> **INSTRUCTIONS TO FOLLOW**:
Copy the records from the very first line up to and including the line with "positive clicks: (368, 339)", changing "clicks" to "taps" and keeping everything else the same. Leave the pictures out of your copy.

··· DATA

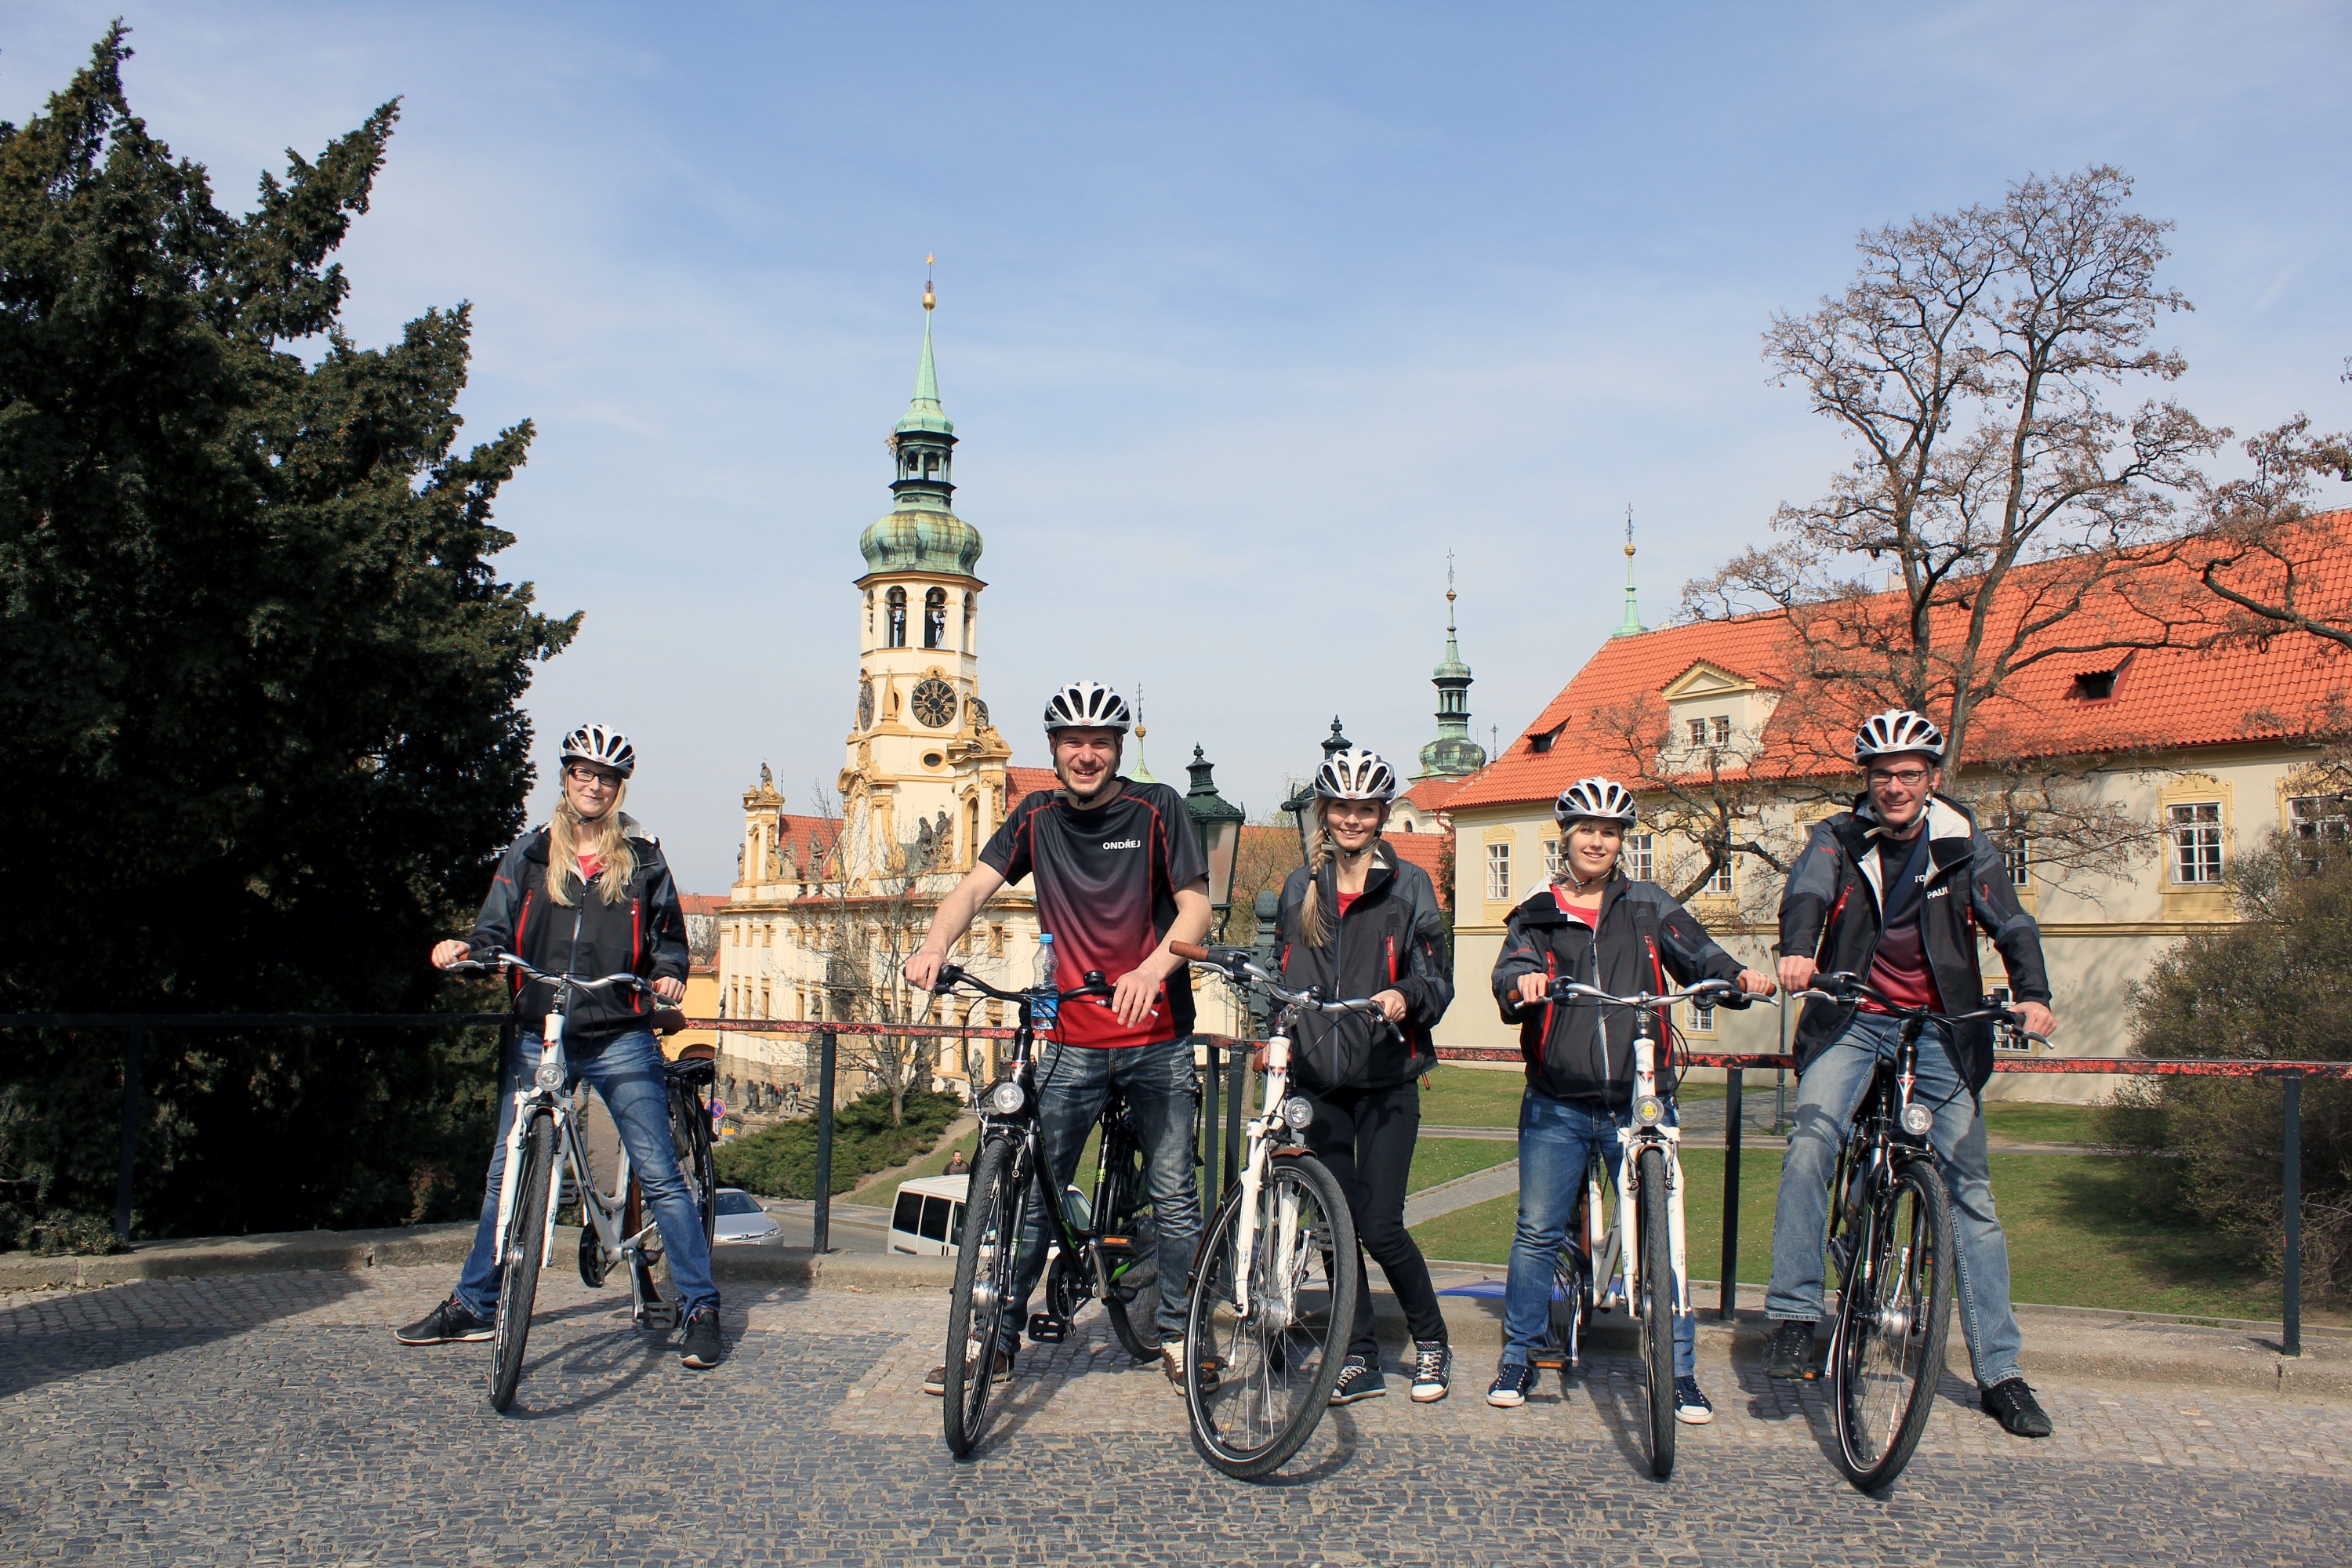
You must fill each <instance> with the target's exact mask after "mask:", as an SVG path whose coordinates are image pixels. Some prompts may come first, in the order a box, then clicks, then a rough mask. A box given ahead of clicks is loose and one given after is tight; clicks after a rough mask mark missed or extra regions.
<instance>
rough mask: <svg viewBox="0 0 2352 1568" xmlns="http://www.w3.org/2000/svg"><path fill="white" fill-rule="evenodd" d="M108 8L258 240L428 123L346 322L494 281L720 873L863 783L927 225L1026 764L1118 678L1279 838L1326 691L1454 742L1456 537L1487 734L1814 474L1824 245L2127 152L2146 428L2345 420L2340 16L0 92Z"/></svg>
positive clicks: (368, 339)
mask: <svg viewBox="0 0 2352 1568" xmlns="http://www.w3.org/2000/svg"><path fill="white" fill-rule="evenodd" d="M118 9H120V12H125V16H127V21H129V24H132V28H134V35H132V45H134V49H136V52H139V56H136V59H134V61H132V66H129V87H132V101H134V106H136V108H139V110H141V113H143V115H146V118H148V122H151V127H153V129H155V132H158V134H160V136H165V139H167V141H169V143H172V146H174V150H179V153H181V155H188V158H195V160H200V162H205V165H209V167H212V174H214V183H216V190H219V193H221V197H223V202H230V205H242V202H249V195H252V188H254V176H256V174H259V169H263V167H275V165H278V162H280V155H282V153H280V150H282V148H287V146H294V148H301V150H303V153H315V150H318V148H320V146H322V143H325V141H327V139H332V136H334V134H339V132H343V129H348V127H353V125H355V122H358V120H360V118H362V115H365V113H367V110H369V108H372V106H376V103H381V101H383V99H390V96H402V99H405V113H402V125H400V134H397V136H395V141H393V150H390V165H388V167H386V174H383V181H381V186H379V197H376V205H374V212H372V214H369V216H367V219H362V221H360V226H358V230H355V235H353V240H350V244H348V247H346V252H343V261H346V266H348V270H350V275H353V280H355V292H353V301H350V310H348V322H350V327H353V331H355V336H360V339H362V341H386V339H390V336H393V334H395V331H397V329H400V322H405V320H409V317H414V315H419V313H421V310H423V308H426V306H435V303H452V301H461V299H468V301H473V306H475V378H473V388H470V393H468V397H466V402H463V411H466V418H468V435H470V437H487V435H489V433H492V430H496V428H499V425H503V423H510V421H515V418H522V416H529V418H534V421H536V425H539V442H536V447H534V454H532V461H529V465H527V468H524V470H522V475H517V480H515V482H513V484H510V487H508V491H506V498H503V505H501V522H503V524H506V527H508V529H513V531H515V534H520V543H517V545H515V548H513V550H510V552H508V555H506V557H503V567H506V571H508V576H517V578H532V581H536V583H539V592H541V597H543V602H546V604H548V607H550V609H586V611H588V621H586V628H583V632H581V637H579V642H576V644H574V646H572V651H567V654H564V656H560V658H557V661H555V663H550V665H548V668H546V670H543V672H541V677H539V684H536V686H534V693H532V712H534V715H536V717H539V724H541V733H543V736H553V733H560V729H562V726H567V724H572V722H576V719H579V717H588V715H595V717H604V719H607V722H616V724H623V726H626V729H628V731H630V733H633V736H635V738H637V745H640V755H642V757H644V764H642V769H640V780H637V788H635V792H633V802H630V809H633V811H637V813H640V816H642V818H644V820H647V823H649V825H652V827H654V830H656V832H661V837H663V842H666V844H668V849H670V853H673V860H675V863H677V867H680V877H682V882H684V884H687V886H689V889H699V891H724V884H727V882H729V879H731V872H734V844H736V835H739V806H736V795H739V792H741V790H743V788H746V785H748V783H750V780H753V778H755V776H757V769H760V762H762V759H767V762H769V764H771V766H774V769H776V780H779V785H781V788H783V790H786V795H788V797H790V799H793V806H795V809H807V806H809V802H811V785H816V783H821V780H823V783H830V778H833V773H835V771H837V769H840V762H842V736H844V731H847V726H849V719H851V708H854V661H856V623H854V614H856V592H854V590H851V588H849V583H851V578H854V576H858V571H861V569H863V564H861V559H858V555H856V538H858V531H861V529H863V527H866V524H868V522H873V520H875V517H877V515H882V512H884V510H887V503H889V494H887V480H889V461H887V454H884V449H882V437H884V435H887V433H889V425H891V423H894V421H896V416H898V411H901V409H903V407H906V397H908V390H910V383H913V371H915V353H917V346H920V334H922V310H920V306H917V296H920V289H922V256H924V254H927V252H936V254H938V299H941V306H938V317H936V336H938V376H941V395H943V402H946V407H948V414H950V416H953V418H955V425H957V435H960V437H962V447H960V449H957V482H960V494H957V510H960V512H962V515H964V517H967V520H969V522H974V524H976V527H978V529H981V534H983V536H985V543H988V550H985V557H983V562H981V576H983V578H988V581H990V590H988V595H985V599H983V625H981V656H983V658H981V668H983V675H981V682H983V693H985V696H988V698H990V705H993V710H995V715H997V722H1000V724H1002V726H1004V731H1007V736H1009V738H1011V741H1014V745H1016V748H1018V752H1021V757H1018V759H1021V762H1042V743H1037V741H1035V738H1033V731H1030V726H1028V722H1025V715H1028V712H1030V710H1035V708H1037V705H1040V703H1042V696H1044V691H1047V689H1049V684H1051V682H1056V679H1065V677H1094V679H1108V682H1112V684H1120V686H1122V689H1129V691H1134V686H1136V684H1141V686H1143V689H1145V705H1148V719H1150V729H1152V736H1150V759H1152V766H1155V771H1157V773H1160V776H1164V778H1181V769H1178V762H1181V759H1183V757H1188V755H1190V748H1192V743H1202V745H1207V750H1209V755H1211V757H1214V759H1216V762H1218V764H1221V766H1218V780H1221V785H1223V788H1225V795H1228V797H1232V799H1240V802H1244V804H1247V806H1249V809H1251V811H1254V813H1256V811H1263V809H1265V806H1270V804H1275V802H1277V799H1279V790H1282V776H1284V773H1296V771H1303V769H1305V766H1308V764H1310V762H1312V759H1315V741H1317V738H1319V736H1322V733H1324V729H1327V724H1329V719H1331V715H1334V712H1338V715H1341V717H1345V722H1348V733H1350V736H1352V738H1357V741H1359V743H1367V745H1374V748H1381V750H1388V752H1390V755H1399V757H1409V755H1411V752H1414V750H1416V748H1418V745H1421V743H1423V741H1425V738H1428V736H1430V733H1432V719H1430V710H1432V708H1435V698H1432V691H1430V686H1428V675H1430V665H1432V663H1435V658H1437V656H1439V639H1442V614H1444V604H1442V592H1444V557H1446V550H1454V552H1456V559H1458V578H1461V595H1463V597H1461V621H1463V656H1465V658H1468V661H1470V665H1472V668H1475V670H1477V686H1472V693H1470V701H1472V710H1475V726H1477V733H1479V738H1482V741H1484V738H1486V729H1489V724H1496V726H1501V731H1503V736H1505V738H1508V736H1512V733H1515V731H1517V729H1519V726H1522V724H1524V722H1526V719H1529V717H1531V715H1534V712H1536V710H1538V708H1541V705H1543V703H1545V701H1548V698H1550V696H1552V693H1555V691H1557V689H1559V686H1562V684H1564V682H1566V679H1569V675H1571V672H1573V670H1576V665H1578V663H1581V661H1583V658H1585V656H1588V654H1590V649H1592V646H1595V644H1597V642H1599V639H1602V637H1604V635H1606V630H1609V628H1613V625H1616V621H1618V611H1621V590H1623V571H1621V567H1623V557H1621V555H1618V543H1621V538H1618V531H1621V527H1623V510H1625V505H1628V503H1632V505H1635V517H1637V529H1639V543H1642V555H1639V569H1642V571H1639V581H1642V604H1644V611H1646V618H1649V621H1651V623H1658V621H1661V618H1663V616H1665V614H1668V611H1670V609H1672V604H1675V597H1677V590H1679V585H1682V581H1686V578H1689V576H1693V574H1700V571H1705V569H1710V567H1712V564H1715V562H1719V559H1722V557H1726V555H1731V552H1736V550H1738V548H1740V545H1745V543H1752V541H1762V538H1764V536H1766V520H1769V517H1771V510H1773V505H1776V503H1780V501H1785V498H1806V496H1813V494H1818V491H1820V489H1823V484H1825V480H1828V475H1830V473H1832V470H1835V468H1837V465H1839V463H1842V461H1844V449H1842V447H1839V442H1837V437H1835V433H1832V430H1830V428H1828V425H1823V423H1820V421H1816V418H1813V416H1809V414H1806V411H1804V407H1802V402H1799V397H1797V393H1788V390H1776V388H1771V386H1769V383H1766V381H1764V369H1762V362H1759V353H1757V346H1759V334H1762V329H1764V327H1766V320H1769V315H1771V313H1773V310H1780V308H1785V310H1802V308H1806V306H1809V303H1811V301H1813V299H1816V296H1820V294H1825V292H1832V289H1837V287H1839V284H1842V282H1844V280H1846V277H1849V275H1851V266H1853V263H1851V242H1853V235H1856V233H1858V230H1860V228H1867V226H1877V223H1886V221H1896V219H1903V216H1907V214H1912V212H1929V209H1950V207H1959V205H1966V202H1973V200H1997V197H1999V193H2002V188H2004V183H2006V181H2011V179H2016V176H2020V174H2027V172H2065V169H2077V167H2084V165H2089V162H2100V160H2110V162H2117V165H2122V167H2124V169H2126V172H2131V174H2133V176H2136V179H2138V205H2140V209H2143V212H2147V214H2152V216H2161V219H2171V221H2176V223H2178V233H2176V235H2173V244H2176V259H2173V261H2171V263H2169V282H2171V284H2176V287H2180V289H2185V292H2187V294H2190V299H2192V301H2194V303H2197V313H2194V315H2185V317H2176V320H2171V322H2166V327H2164V339H2166V341H2171V343H2176V346H2180V348H2183V350H2185V355H2187V360H2190V367H2192V369H2190V376H2187V378H2185V381H2183V383H2180V388H2178V393H2180V397H2183V400H2185V402H2187V404H2190V407H2192V409H2197V411H2199V414H2201V416H2204V418H2209V421H2213V423H2227V425H2234V428H2239V430H2241V433H2244V430H2253V428H2260V425H2265V423H2274V421H2277V418H2281V416H2286V414H2291V411H2296V409H2310V411H2312V414H2314V416H2319V418H2321V421H2326V423H2328V425H2345V423H2352V388H2345V386H2340V383H2338V381H2336V376H2338V369H2340V362H2343V357H2345V355H2347V353H2352V303H2347V301H2352V287H2347V284H2352V247H2347V226H2352V219H2347V216H2345V214H2347V212H2352V202H2347V174H2345V160H2343V82H2345V80H2347V66H2352V14H2347V12H2343V9H2340V7H2321V5H2232V7H2213V5H2129V7H2126V5H2051V2H2030V5H2011V2H1985V5H1912V7H1889V5H1780V7H1759V5H1745V7H1743V5H1724V7H1566V5H1550V7H1512V5H1456V7H1435V5H1423V7H1397V5H1362V2H1359V5H1282V7H1265V5H1249V7H1209V5H1195V7H1162V9H1152V12H1145V9H1141V7H1077V5H1070V7H1051V5H1021V7H1011V5H922V2H908V5H894V7H849V5H837V7H786V5H769V7H717V5H701V7H588V5H548V7H522V5H397V7H395V5H254V2H245V5H200V2H191V0H174V2H172V5H143V7H141V5H136V2H134V0H111V2H108V5H31V2H19V5H14V7H9V16H7V21H0V115H5V118H9V120H24V118H26V115H28V113H33V110H35V108H38V103H40V99H42V96H45V94H47V92H49V89H54V87H56V85H61V82H64V80H66V75H68V73H71V68H73V66H75V63H78V61H80V59H82V56H85V54H87V49H89V42H92V40H94V38H96V35H99V31H101V28H103V26H106V19H108V16H111V14H115V12H118ZM543 795H546V788H543V790H541V799H539V802H534V806H541V809H543V804H546V799H543Z"/></svg>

······

> **TASK RESULT**:
You must fill each <instance> with the target's exact mask after "mask:", as an SVG path whose coordinates are image pixels. Some prompts may come first, in the order a box, then taps, then a rough mask. A box given ahead of taps is loose and one given after is tight; taps after a rough mask mark missed or extra regions.
<instance>
rough mask: <svg viewBox="0 0 2352 1568" xmlns="http://www.w3.org/2000/svg"><path fill="white" fill-rule="evenodd" d="M108 8L258 240L428 123L346 322L494 281L720 873L863 783L927 225L1026 764L1118 678L1279 838L1326 691L1454 742L1456 537L1487 734L1814 474L1824 245L2127 152L2146 428L2345 420L2340 16L0 92Z"/></svg>
positive taps: (368, 339)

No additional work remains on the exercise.